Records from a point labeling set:
○ ○ ○

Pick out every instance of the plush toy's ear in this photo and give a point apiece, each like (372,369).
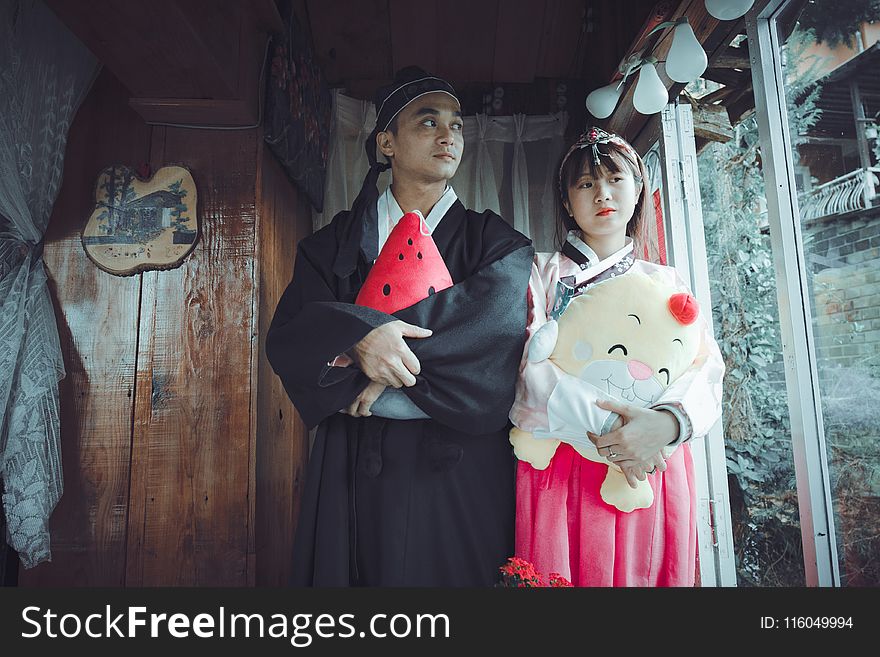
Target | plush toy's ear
(543,342)
(684,308)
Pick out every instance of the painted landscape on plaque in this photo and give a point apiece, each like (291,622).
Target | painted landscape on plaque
(138,224)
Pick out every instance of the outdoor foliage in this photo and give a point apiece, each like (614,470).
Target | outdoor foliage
(764,502)
(836,23)
(759,459)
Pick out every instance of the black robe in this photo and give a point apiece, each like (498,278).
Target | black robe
(408,502)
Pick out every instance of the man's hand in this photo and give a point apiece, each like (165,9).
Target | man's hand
(360,407)
(643,434)
(384,356)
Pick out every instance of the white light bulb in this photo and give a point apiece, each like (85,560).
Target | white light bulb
(651,95)
(728,10)
(602,101)
(686,59)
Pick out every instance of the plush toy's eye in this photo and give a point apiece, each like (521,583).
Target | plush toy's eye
(662,370)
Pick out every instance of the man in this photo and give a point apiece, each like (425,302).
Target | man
(424,495)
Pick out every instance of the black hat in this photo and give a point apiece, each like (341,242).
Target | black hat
(409,83)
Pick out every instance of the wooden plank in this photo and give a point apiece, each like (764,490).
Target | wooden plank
(283,218)
(161,49)
(414,35)
(708,30)
(352,39)
(198,111)
(518,40)
(97,322)
(192,415)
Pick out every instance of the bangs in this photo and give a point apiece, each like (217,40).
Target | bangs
(611,160)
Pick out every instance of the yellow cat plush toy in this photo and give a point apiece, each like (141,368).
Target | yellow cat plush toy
(629,337)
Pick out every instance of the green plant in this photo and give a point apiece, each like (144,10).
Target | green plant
(756,426)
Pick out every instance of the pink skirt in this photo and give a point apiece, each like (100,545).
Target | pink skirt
(563,526)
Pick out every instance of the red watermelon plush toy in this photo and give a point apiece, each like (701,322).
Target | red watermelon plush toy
(409,268)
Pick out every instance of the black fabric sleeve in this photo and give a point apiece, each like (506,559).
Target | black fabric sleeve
(309,329)
(470,363)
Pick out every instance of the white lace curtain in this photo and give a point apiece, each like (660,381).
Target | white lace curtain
(509,166)
(44,74)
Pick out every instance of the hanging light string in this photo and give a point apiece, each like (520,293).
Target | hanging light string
(685,62)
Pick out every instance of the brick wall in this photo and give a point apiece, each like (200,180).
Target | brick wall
(846,287)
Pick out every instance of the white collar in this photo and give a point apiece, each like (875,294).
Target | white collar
(389,213)
(595,266)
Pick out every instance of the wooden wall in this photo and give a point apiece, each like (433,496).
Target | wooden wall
(283,441)
(182,455)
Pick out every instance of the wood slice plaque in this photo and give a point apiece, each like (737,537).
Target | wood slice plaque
(142,224)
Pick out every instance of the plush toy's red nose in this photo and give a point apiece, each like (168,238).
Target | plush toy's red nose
(684,308)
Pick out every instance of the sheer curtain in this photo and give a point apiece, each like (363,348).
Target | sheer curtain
(509,166)
(44,74)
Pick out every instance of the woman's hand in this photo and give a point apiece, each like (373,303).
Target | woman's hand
(643,433)
(640,471)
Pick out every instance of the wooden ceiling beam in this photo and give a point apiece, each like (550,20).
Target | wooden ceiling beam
(183,61)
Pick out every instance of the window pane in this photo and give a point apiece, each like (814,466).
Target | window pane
(833,92)
(764,509)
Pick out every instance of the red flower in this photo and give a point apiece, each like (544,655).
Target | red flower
(558,581)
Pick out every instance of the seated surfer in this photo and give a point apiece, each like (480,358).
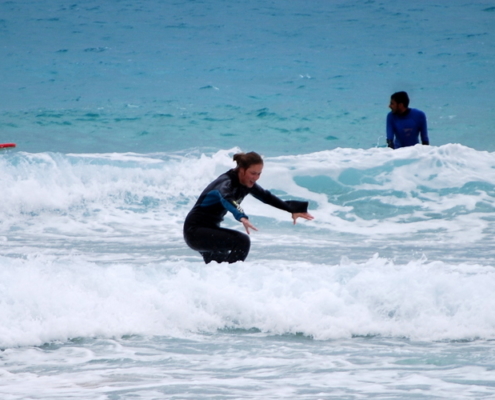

○ ○ ○

* Requirements *
Echo the rows above line for line, leaving out the pictures.

* Answer to the task *
Pick out every instance of the plush toy's ear in this photo and give a point apiece, each like (372,369).
Target | plush toy's ear
(543,342)
(684,308)
Pick out every instance of the painted landscape on plaque in this photo and give a point apiece, each like (291,622).
Target | painted landscape on plaque
(138,224)
Pick out every instance of the outdoor foliage in this photo and give a point apiece, each like (614,470).
Target | outdoor foliage
(764,502)
(836,23)
(759,459)
Pick out every instance of the black robe in this photo and give a point apiece, each like (498,278).
Target | black robe
(408,502)
Pick out every instance of the man's hand in this photo and give a point apiece, each like (165,9).
Target | man's hand
(360,407)
(643,434)
(384,356)
Pick out every instance of the white light bulb in this photo and give a point apiece, each like (85,560).
Target | white light bulb
(651,95)
(728,10)
(602,101)
(686,59)
Pick out every instance of the plush toy's eye in this photo and give a point apiece, each like (521,583).
Target | plush toy's eye
(662,370)
Pick out every instance of the man in this photo and give a point apiece, each like (425,302).
Target | man
(424,495)
Pick out every instance of the black hat in this photo and give a point apiece, each like (341,242).
Target | black hat
(409,83)
Pick out every instance of the wooden plank in this photo and give a point apiece, each like (764,490).
Target | wooden plank
(283,218)
(161,49)
(414,35)
(708,30)
(352,39)
(198,111)
(518,40)
(97,322)
(192,415)
Pick out every instance of the bangs in this photo and give a point apiece, each like (217,40).
Target | bangs
(611,160)
Pick out every instance of the yellow cat plush toy in this photo and give a point apiece, each like (141,368).
Target | yellow cat plush toy
(629,337)
Pick out every instance of the green plant in this photo and give a point apiece, each like (144,10).
Target | green plant
(756,426)
Pick out every instance of the pink skirt in this photo and give a point apiece, each like (100,545).
Target | pink skirt
(563,526)
Pick out every instance of the red watermelon plush toy in this photo and give a point apiece, each like (701,322).
Target | red watermelon plush toy
(409,268)
Pick out every instance of the black fabric sleeve in this photo and give a point apiece, each like (506,559).
Target | black fabric sleeve
(309,329)
(470,363)
Pick out every instance of the white lace curtain in this photo and give a point apiece, each like (660,381).
Target | white lace curtain
(509,166)
(44,74)
Pick out every instance of the hanging light string in this photo and give a point apiece, each like (520,293).
Target | hanging light string
(685,62)
Pick out every instance of the brick wall in this photo and give a point apiece, each like (200,180).
Target | brick wall
(846,287)
Pick out every instance of the white collar in this photo and give a point apiece, each like (875,294).
Target | white collar
(389,213)
(595,266)
Pick out every instance of the wooden wall in this photo and give a point apiece, each like (433,496).
Target | wooden wall
(283,441)
(182,455)
Pick out every instance of the wood slice plaque in this photo and give a point apiece, each like (737,537).
Target | wood slice plaque
(142,224)
Pick out every instance of the plush toy's red nose in this photo and give a point apiece, each like (168,238).
Target | plush toy's red nose
(684,308)
Pick out every instance of the sheer curtain in this photo and give a point apiece, each like (363,348).
Target | sheer curtain
(509,166)
(44,74)
Pick out every instance of the woman's hand in this photo and give a point apiece, each like (373,303).
Target | woman's hand
(643,433)
(640,471)
Pick out every instance of the wooden ceiling beam in this photo and give a point apiece, each like (550,20).
Target | wooden ceiling beam
(183,61)
Pick out every instance of the window pane in this photo and give a point apiece, each like (814,466).
Target | window pane
(833,92)
(764,509)
Pick out every instance of the red flower in this photo and give a point apiece, each like (544,655).
Target | red flower
(558,581)
Pick out every instance of the seated surfer in this photo and give a point apiece, each like (480,358).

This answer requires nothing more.